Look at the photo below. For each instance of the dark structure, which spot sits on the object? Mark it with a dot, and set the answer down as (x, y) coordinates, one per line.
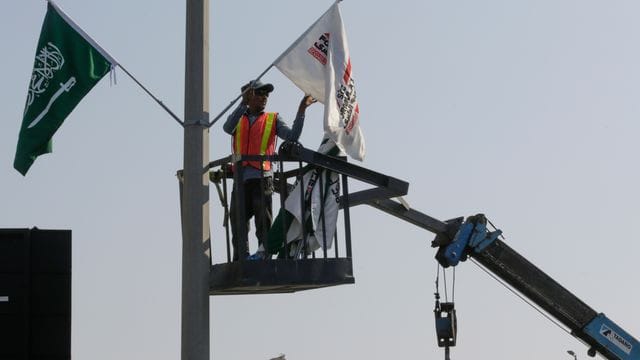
(35, 294)
(322, 268)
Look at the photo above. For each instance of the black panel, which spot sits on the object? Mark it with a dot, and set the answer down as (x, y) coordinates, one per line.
(35, 294)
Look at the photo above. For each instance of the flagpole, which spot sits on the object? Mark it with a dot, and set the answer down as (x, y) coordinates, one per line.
(196, 242)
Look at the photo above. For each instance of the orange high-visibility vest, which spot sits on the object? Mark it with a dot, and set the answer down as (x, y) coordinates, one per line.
(256, 139)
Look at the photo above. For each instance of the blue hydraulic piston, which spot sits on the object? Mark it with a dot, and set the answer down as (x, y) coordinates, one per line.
(471, 236)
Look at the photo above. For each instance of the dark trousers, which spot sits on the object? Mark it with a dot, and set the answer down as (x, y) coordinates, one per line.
(257, 203)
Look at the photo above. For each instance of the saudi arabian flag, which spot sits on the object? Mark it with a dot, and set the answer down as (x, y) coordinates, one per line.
(68, 64)
(320, 214)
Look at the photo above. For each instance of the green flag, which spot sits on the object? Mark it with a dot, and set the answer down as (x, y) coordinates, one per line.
(67, 65)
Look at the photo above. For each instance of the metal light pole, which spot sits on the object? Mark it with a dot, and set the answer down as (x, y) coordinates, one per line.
(196, 244)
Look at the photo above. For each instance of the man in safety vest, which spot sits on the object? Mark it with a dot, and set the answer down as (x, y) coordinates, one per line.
(253, 132)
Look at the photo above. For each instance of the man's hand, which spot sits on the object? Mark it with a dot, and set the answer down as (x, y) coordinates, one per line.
(305, 102)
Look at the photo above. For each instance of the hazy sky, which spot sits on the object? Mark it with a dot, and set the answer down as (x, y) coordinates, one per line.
(524, 110)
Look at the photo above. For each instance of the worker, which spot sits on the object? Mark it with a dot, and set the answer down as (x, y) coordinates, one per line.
(253, 132)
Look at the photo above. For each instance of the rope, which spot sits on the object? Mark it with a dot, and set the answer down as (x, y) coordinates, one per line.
(525, 300)
(152, 96)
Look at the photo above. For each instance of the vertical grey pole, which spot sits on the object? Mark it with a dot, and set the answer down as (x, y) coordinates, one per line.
(196, 247)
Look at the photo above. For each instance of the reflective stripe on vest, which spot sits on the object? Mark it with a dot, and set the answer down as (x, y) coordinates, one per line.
(256, 139)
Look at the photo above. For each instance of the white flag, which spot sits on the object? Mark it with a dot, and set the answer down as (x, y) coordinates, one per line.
(319, 64)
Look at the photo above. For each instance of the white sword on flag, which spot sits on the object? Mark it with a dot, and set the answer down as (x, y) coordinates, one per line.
(63, 88)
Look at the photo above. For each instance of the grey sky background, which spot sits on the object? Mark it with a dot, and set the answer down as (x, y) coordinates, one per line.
(526, 111)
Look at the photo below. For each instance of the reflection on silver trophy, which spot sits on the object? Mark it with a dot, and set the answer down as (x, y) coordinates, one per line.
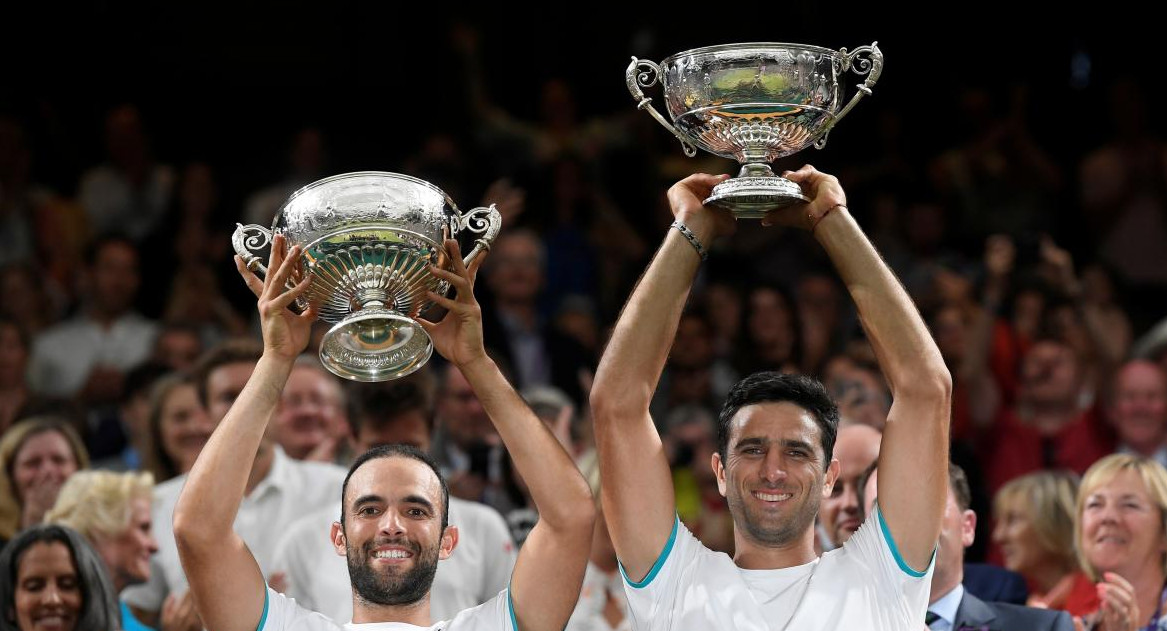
(369, 239)
(754, 103)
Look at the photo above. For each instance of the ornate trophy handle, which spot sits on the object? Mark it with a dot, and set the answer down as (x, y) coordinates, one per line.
(481, 221)
(872, 65)
(636, 78)
(246, 246)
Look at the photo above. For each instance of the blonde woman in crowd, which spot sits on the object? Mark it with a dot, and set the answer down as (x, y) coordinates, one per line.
(1122, 540)
(112, 512)
(1035, 533)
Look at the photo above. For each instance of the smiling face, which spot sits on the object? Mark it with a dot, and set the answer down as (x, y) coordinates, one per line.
(44, 458)
(774, 476)
(127, 553)
(183, 426)
(48, 590)
(1122, 526)
(392, 533)
(1022, 549)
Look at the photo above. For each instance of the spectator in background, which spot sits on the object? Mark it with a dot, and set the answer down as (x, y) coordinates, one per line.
(26, 300)
(133, 412)
(1034, 531)
(16, 399)
(515, 328)
(89, 355)
(1138, 409)
(311, 420)
(279, 490)
(1047, 428)
(179, 427)
(692, 374)
(177, 345)
(771, 331)
(37, 455)
(36, 226)
(857, 449)
(1123, 187)
(112, 512)
(1122, 541)
(130, 193)
(397, 413)
(466, 444)
(49, 572)
(950, 605)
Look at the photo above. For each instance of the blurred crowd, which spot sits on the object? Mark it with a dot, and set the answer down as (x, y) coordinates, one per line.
(125, 335)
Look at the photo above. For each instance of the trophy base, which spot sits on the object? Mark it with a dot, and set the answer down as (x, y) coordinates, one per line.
(754, 197)
(375, 344)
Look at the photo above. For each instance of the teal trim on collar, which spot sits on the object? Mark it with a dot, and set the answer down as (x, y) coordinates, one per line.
(659, 561)
(510, 608)
(895, 551)
(263, 617)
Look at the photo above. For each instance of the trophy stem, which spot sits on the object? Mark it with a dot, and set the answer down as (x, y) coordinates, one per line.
(755, 169)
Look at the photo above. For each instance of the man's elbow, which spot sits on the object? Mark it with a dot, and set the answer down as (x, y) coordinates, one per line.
(934, 383)
(609, 402)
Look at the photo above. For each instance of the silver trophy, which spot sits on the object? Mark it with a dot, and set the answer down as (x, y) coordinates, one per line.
(754, 103)
(369, 239)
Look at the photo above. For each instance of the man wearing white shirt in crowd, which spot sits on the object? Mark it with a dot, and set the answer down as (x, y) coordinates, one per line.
(1138, 408)
(89, 355)
(775, 439)
(279, 489)
(311, 422)
(397, 413)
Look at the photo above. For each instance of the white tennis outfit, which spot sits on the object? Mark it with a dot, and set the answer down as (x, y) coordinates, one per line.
(862, 584)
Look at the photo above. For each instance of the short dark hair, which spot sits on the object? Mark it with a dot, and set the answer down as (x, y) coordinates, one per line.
(959, 484)
(98, 602)
(767, 387)
(240, 350)
(405, 451)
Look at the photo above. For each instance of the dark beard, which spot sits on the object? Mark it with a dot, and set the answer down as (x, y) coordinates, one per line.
(789, 530)
(391, 589)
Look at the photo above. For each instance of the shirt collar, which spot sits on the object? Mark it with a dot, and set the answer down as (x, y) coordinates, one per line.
(948, 604)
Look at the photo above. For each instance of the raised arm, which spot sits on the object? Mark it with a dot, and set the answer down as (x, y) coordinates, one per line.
(636, 486)
(224, 577)
(549, 573)
(913, 461)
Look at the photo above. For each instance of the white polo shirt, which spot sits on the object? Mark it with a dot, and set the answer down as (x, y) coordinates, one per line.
(284, 614)
(291, 490)
(862, 584)
(476, 572)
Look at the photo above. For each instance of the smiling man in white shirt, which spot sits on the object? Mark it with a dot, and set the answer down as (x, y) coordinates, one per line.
(775, 439)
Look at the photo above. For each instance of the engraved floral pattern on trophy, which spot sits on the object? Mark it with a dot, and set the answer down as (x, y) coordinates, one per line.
(752, 105)
(369, 239)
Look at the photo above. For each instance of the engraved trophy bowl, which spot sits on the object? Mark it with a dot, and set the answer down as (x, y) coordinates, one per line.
(369, 238)
(754, 103)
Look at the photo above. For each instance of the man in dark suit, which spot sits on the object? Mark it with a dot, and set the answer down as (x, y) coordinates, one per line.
(952, 608)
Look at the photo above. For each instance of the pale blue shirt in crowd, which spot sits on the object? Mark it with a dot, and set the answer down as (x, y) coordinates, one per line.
(945, 608)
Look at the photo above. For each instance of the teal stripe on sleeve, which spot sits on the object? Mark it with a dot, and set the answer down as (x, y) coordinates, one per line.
(656, 567)
(263, 617)
(895, 551)
(510, 609)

#### REQUIRED WORK:
Output everything in the records exactly, leaving pictures out.

#### SOLUTION TO THIS TASK:
Look at the photo below. For each instance of the dark structure, which spot sits on the object? Mark it with a dot, and set the answer down as (x, y) coordinates, one per line.
(35, 294)
(322, 268)
Look at the photo above. For each instance of the black panel, which spot sits on the object? Mark it with a dot, and set the answer down as (x, y) coordinates, one per line.
(35, 294)
Look at the photo above. For each instance of the flagpole, which spot sits on the object? Mark it with a dot, and set the answer down as (x, y) coordinates, one per line.
(196, 242)
Look at the photo above. For each instance of the orange high-visibility vest, which spot sits on the object? Mark it with a dot, and set the answer down as (x, y) coordinates, one per line.
(256, 139)
Look at the photo above. For each instance of the blue hydraulic piston, which spot sits on the object? Mark it with a dot, and set the answer down as (x, y) coordinates, one per line.
(471, 236)
Look at the photo above. For each instance of the dark trousers, which spot sits on the object? Mark it with a dot, and set the answer down as (x, y) coordinates, one per line.
(257, 203)
Look at the photo above. For each instance of the saudi arabian flag, which spot sits on the object? Mark it with a dot, and set the answer down as (x, y) coordinates, one per line.
(68, 64)
(320, 214)
Look at the photo above. For each instance of the green flag, which spot sits on the object? Mark it with a dot, and set the answer down as (x, y) coordinates, one per line.
(67, 65)
Look at the photo above. For each instance of the metal light pole, which spot sits on the object? Mark it with a dot, and set the answer down as (x, y) coordinates, one per line.
(196, 244)
Look at the photo above. For each instance of the man in safety vest, which spot sits on the object? Mark it with a dot, and set the answer down as (x, y) coordinates, one per line.
(253, 132)
Look at the photo above. For each instance of the man's hand, which spot sits on the object? Mark it with a dot, and set the answer down as (x, y) coordinates, one per line.
(305, 102)
Look at the photo above. For each instance of the hazy sky, which spot sits on the object? Mark it with a dot, and set the answer down as (x, y) coordinates, one per line.
(524, 110)
Look at the photo above. For each instance of the worker, which spot sits on the object? Mark it with a dot, and set the answer down as (x, y) coordinates, one per line.
(253, 132)
Look at the photo above. For each instance of the rope, which spot sits on the object? Mark it with a dot, and set the answer down as (x, y) coordinates, one per line.
(525, 300)
(152, 96)
Look at the photo above. For each instance of the vertical grey pole, which spot sits on the object? Mark it with a dot, and set the answer down as (x, y) coordinates, one per line.
(196, 247)
Look at the photo above. For each instance of the reflective stripe on vest, which spot sits on the object? Mark it with a dot, and set the answer down as (x, y) coordinates, one per line.
(256, 139)
Look at the photo above. For each instance of the white flag, which spot sits on the object? Mark it with a dot, and set the answer down as (x, y) coordinates, one per line.
(319, 64)
Look at the photo above. For each instance of the white sword on flag, which spot sits on the object? Mark it with a dot, and set the answer down as (x, y) coordinates, one per line.
(63, 88)
Look at the photo above. For each instance of the grey sky background, which spot sits on the object? Mark it with a dot, and set the answer down as (x, y) coordinates, one per line.
(526, 111)
Look at the photo below. For each instance of the reflection on silver trophy, which spot sits on the object? Mark it with a dot, and set the answer down as (x, y) coordinates, one per line.
(369, 239)
(754, 103)
Look at the photo above. For each instance of the ornate trophy handle, which spot sits on the object? Mark it with a dot, and set the answer down as (x, y) coordinates, one per line.
(481, 221)
(872, 65)
(636, 78)
(246, 246)
Look at the photo above. For each instance of the blonde woman in crowd, which spot sits on the object? Mark it with a dot, and set the answer down as (x, y) coordinates, one per line.
(1122, 540)
(112, 512)
(1035, 533)
Look at the photo above. For each instance of the smiling face, which spot sits on the object? Mark it with a dot, and set the answer down as (x, y) coordinates, one per line.
(44, 458)
(774, 476)
(127, 553)
(183, 426)
(48, 590)
(1122, 526)
(392, 533)
(1022, 549)
Look at the photo above. For each instance of the spectator in background, which spot sits on the object? Mark it with a dot, and set the answer down as (x, y) coordinates, one per line.
(26, 300)
(133, 412)
(1034, 531)
(16, 399)
(515, 328)
(89, 355)
(1138, 409)
(311, 420)
(279, 490)
(1047, 428)
(179, 427)
(692, 374)
(177, 345)
(771, 331)
(37, 455)
(36, 226)
(857, 449)
(1123, 187)
(112, 512)
(1122, 541)
(130, 193)
(397, 413)
(466, 444)
(49, 572)
(950, 605)
Look at the photo above. For each instance of the blurred crowd, which spot sits on the object? Mark it with a dot, and set the answer down as (x, y) coordinates, one per line.
(125, 335)
Look at the photo above. For each instance of the trophy base, which spot sits on the object? Mark it with a dot, and set the answer down as (x, y) coordinates, one per line.
(754, 197)
(375, 344)
Look at the photo above. For each instance of the teal trim on collar, which spot sits on the object? Mark it with a dot, and set the answer down as (x, y) coordinates, one per line.
(659, 561)
(510, 608)
(895, 551)
(263, 617)
Look at the photo above. For each instance of the trophy stem, which spot sits on the object? Mark it with a dot, and set the answer down as (x, y) coordinates, one per line.
(755, 169)
Look at the photo above. For each instance of the man's elbow, which spot sits on the object? Mark it with a dot, and set the answer down as (x, y) coordinates, one per line.
(934, 383)
(609, 402)
Look at the photo above. For each instance of the silver trophy, which spot sits on the object? Mark it with a dot, and set the answer down as (x, y) coordinates, one per line.
(754, 103)
(369, 239)
Look at the photo above. For each instance of the man wearing white shirt in crowd, which spot sits on the object? Mark it with a dot, and set the answer down as (x, y) coordinates, one per line.
(1138, 408)
(89, 355)
(775, 439)
(279, 489)
(311, 422)
(397, 413)
Look at the photo above. For each instance of the white tennis outfit, which spot sits on the object? Mark it with a dot, and set the answer down as (x, y) coordinates, one per line.
(862, 584)
Look at the photo above. For each instance of the short dark hair, which spot sits on the object? Mark it with a dot, and set the answer down as (x, y) coordinates, one per line.
(959, 484)
(98, 602)
(767, 387)
(240, 350)
(405, 451)
Look at the photo above. For each instance of the dark beard, which spot sits on the object? Mark it with a dot, and set the answer down as (x, y) coordinates, one per line.
(789, 530)
(391, 589)
Look at the photo above. For each instance of the shirt collar, which spot sits on the object? Mark it with a dot, and set the answer down as (x, y) coordinates, one per line.
(948, 604)
Look at the photo above. For each instance of the raised arm, which spot sits on the object? Mark it with a dot, and set the answer down as (x, y) coordinates, one per line.
(636, 486)
(224, 577)
(549, 573)
(913, 461)
Look at the photo above. For each instance of the white polo shirt, which spot sits on the object? Mark it with a dot, and set the answer down as (x, y) coordinates, one per line.
(284, 614)
(291, 490)
(862, 584)
(476, 572)
Look at the photo above. For each instance of the smiling man in white shirt, which spot sits on the object? Mark it with a dot, and set the answer down as (x, y) coordinates, one per line.
(775, 439)
Look at the photo above. For each instance of the engraved floral pattern on trophy, which spot sits on the object? Mark it with a dot, and set the answer down as (x, y) coordinates, one per line.
(752, 105)
(369, 239)
Look at the photo above. For each instance of the engraved trophy bowl, which spot sits on the object? Mark it with a dot, and set the answer down as (x, y) coordinates, one per line.
(369, 238)
(754, 103)
Look at the photo above. For each instance of the man in dark suit, which spot sits on the object? Mark it with a dot, and set the answer down as (x, y) coordinates, one per line.
(952, 608)
Look at the photo above. For each instance of the pale blue shirt in crowd, which spot sits on the object? Mark it with a dot, and set the answer down as (x, y) coordinates, one per line.
(945, 608)
Look at the photo above. For each instance of the teal stripe on sleeve, which spot sits on the object? Mark it with a dot, and set the answer down as (x, y) coordinates, one per line.
(656, 567)
(263, 617)
(895, 551)
(510, 609)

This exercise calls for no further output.